• [Отрывок]
===============
«Да я уже ничего толком не помню», – говорит сейчас о времени Великой Отечественной участник войны, салехардец Алимчан Капшанов. Но когда он начинает свой рассказ, не упуская из внимания даже мельчайших деталей, понимаешь: такое не забывается. Словно и не было шести с лишним десятилетий, прошедших с тех пор, – намертво впечатались в память ветерана годы войны за Родину.
Сытым – хоть умирать
В сорок первом, когда война только началась, нашему герою было всего пятнадцать. В таком возрасте, конечно, на фронт ещё не брали. А призвали его из родной деревни в Тюменской области в декабре сорок третьего – в тот же день, как ему исполнилось семнадцать лет.
На сборном пункте под Ишимом формировался эшелон. Новобранцы погрузились в вагоны и тронулись в путь. Думали, что отправят сразу на фронт, но нет: поезд двинулся на восток.
Конечным пунктом путешествия стал Ачинск, где расположился 105-й запасной стрелковый полк – сюда молодых ребят привезли для подготовки и обучения. Разместили в нескольких больших землянках; каждая из них вмещала целый батальон. Под Новый год они приняли присягу.
– Очень плохо кормили, и мы уже сами думали – скорей бы на фронт, – вспоминает Алимчан Капшанов. – Вроде бы, по норме, шестьсот граммов хлеба в день, а на деле давали такой кусочек – даже вспоминать не хочется. Ребята не выдерживали. Рядом со столовой была помойная яма, туда выбрасывали кости, гнилую картошку, – а они спускались, подбирали всё это и ели. Я думал: нет, на такое не пойду. Лучше с голоду умереть. Уже потом узнали: полковник, командир части, изменником оказался, вот и кормили нас так. Не знаю, было ли это правдой.
===============
• [Цель задания] Изложите суть отрывка в двух предложениях. Пункты для этого задания не нужны.
===============
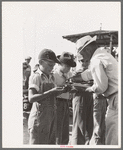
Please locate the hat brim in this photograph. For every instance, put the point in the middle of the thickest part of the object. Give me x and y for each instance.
(92, 40)
(68, 62)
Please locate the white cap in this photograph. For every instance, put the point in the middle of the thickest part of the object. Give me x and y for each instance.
(84, 41)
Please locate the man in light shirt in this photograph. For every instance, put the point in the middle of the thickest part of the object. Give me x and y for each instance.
(61, 74)
(104, 71)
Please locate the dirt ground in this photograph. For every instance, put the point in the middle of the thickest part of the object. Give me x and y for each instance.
(25, 128)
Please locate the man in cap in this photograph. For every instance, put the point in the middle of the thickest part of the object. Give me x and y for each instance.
(42, 93)
(61, 74)
(104, 71)
(82, 112)
(27, 60)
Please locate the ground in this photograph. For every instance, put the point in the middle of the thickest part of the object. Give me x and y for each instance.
(25, 128)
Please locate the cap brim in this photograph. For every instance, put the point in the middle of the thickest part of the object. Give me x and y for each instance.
(92, 40)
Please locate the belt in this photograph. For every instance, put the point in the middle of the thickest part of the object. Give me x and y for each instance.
(62, 99)
(112, 94)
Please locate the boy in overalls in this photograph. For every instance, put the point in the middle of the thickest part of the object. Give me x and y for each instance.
(61, 74)
(42, 93)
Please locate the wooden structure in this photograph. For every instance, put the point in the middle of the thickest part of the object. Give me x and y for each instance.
(104, 37)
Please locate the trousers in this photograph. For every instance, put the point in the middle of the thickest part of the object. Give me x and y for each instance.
(99, 111)
(112, 120)
(62, 121)
(82, 118)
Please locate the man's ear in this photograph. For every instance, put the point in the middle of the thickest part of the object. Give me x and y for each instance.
(40, 62)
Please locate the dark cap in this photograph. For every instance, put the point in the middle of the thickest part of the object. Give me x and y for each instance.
(67, 58)
(25, 65)
(48, 54)
(28, 58)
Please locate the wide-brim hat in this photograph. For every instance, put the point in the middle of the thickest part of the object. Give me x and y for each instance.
(84, 41)
(67, 58)
(28, 58)
(47, 54)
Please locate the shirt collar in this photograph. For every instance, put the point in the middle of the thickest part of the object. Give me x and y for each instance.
(42, 73)
(98, 51)
(61, 73)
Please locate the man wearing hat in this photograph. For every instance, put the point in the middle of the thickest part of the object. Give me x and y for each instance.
(104, 71)
(27, 60)
(42, 94)
(61, 74)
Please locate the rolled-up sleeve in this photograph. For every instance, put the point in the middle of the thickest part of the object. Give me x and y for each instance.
(34, 82)
(86, 75)
(100, 78)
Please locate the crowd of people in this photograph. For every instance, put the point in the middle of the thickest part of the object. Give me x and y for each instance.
(93, 90)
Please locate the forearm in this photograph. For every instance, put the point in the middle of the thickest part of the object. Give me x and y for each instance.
(39, 97)
(35, 97)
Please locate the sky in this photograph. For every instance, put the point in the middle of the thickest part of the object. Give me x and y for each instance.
(42, 24)
(27, 28)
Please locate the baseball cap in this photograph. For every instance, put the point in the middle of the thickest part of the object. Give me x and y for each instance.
(28, 58)
(84, 41)
(67, 58)
(47, 54)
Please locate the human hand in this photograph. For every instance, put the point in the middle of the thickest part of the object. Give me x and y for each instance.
(89, 89)
(76, 78)
(57, 90)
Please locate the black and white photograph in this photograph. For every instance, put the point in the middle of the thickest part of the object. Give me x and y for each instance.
(61, 74)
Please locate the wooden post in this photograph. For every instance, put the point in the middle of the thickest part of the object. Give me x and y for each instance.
(111, 39)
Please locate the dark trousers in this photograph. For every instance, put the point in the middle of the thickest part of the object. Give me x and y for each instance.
(62, 121)
(99, 111)
(82, 118)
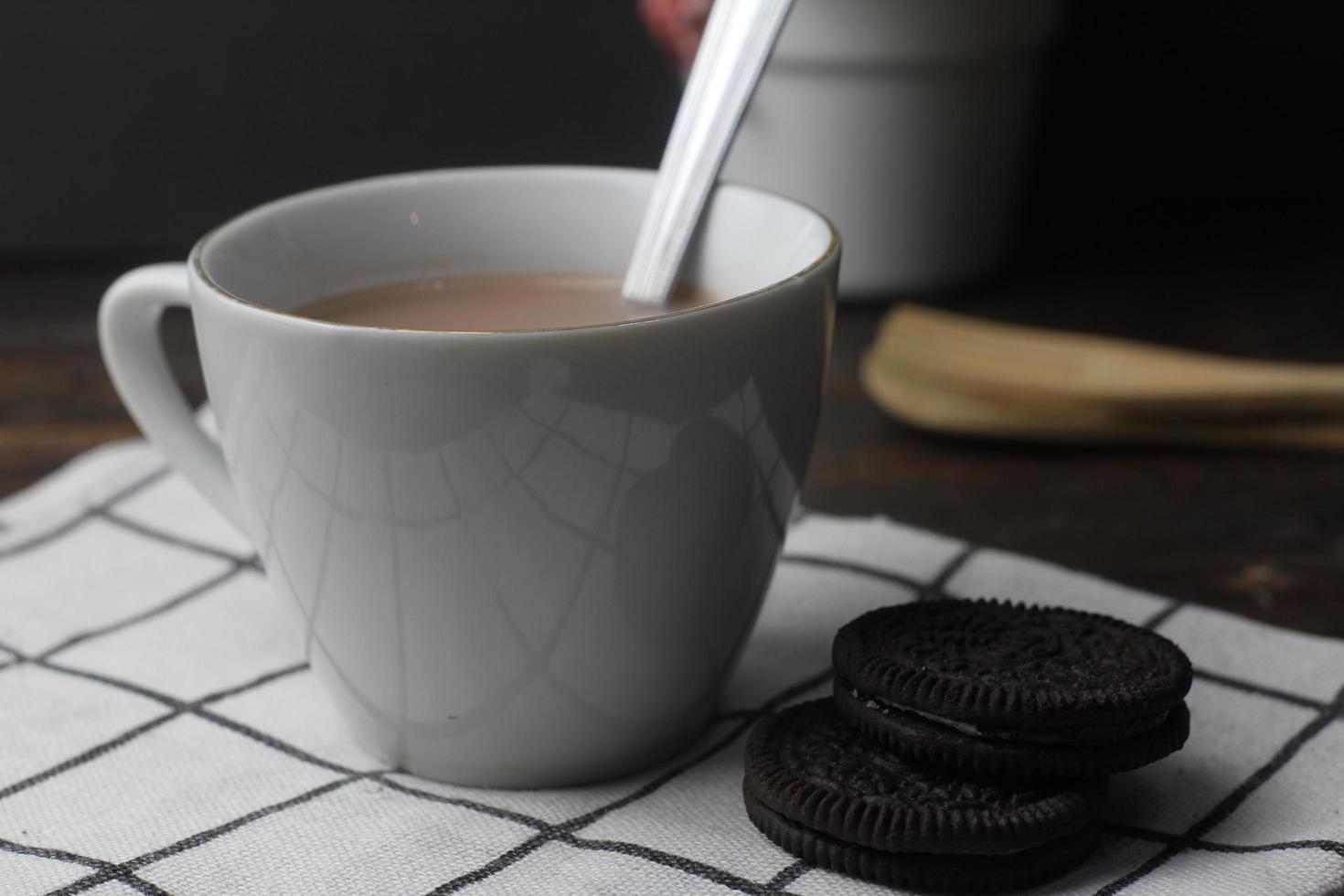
===============
• [Разбор решения] Салехардца Алимчана Капшанова, которому в начале войны было пятнадцать, призвали из родной деревни в Тюменской области в декабре сорок третьего, в день его семнадцатилетия, и повезли эшелоном не на фронт, а на восток, в 105-й запасной стрелковый полк в Ачинске. Там новобранцы жили в больших землянках, под Новый год приняли присягу и так голодали, что некоторые ели отбросы из помойной ямы, а сам он решил, что лучше умрёт с голоду.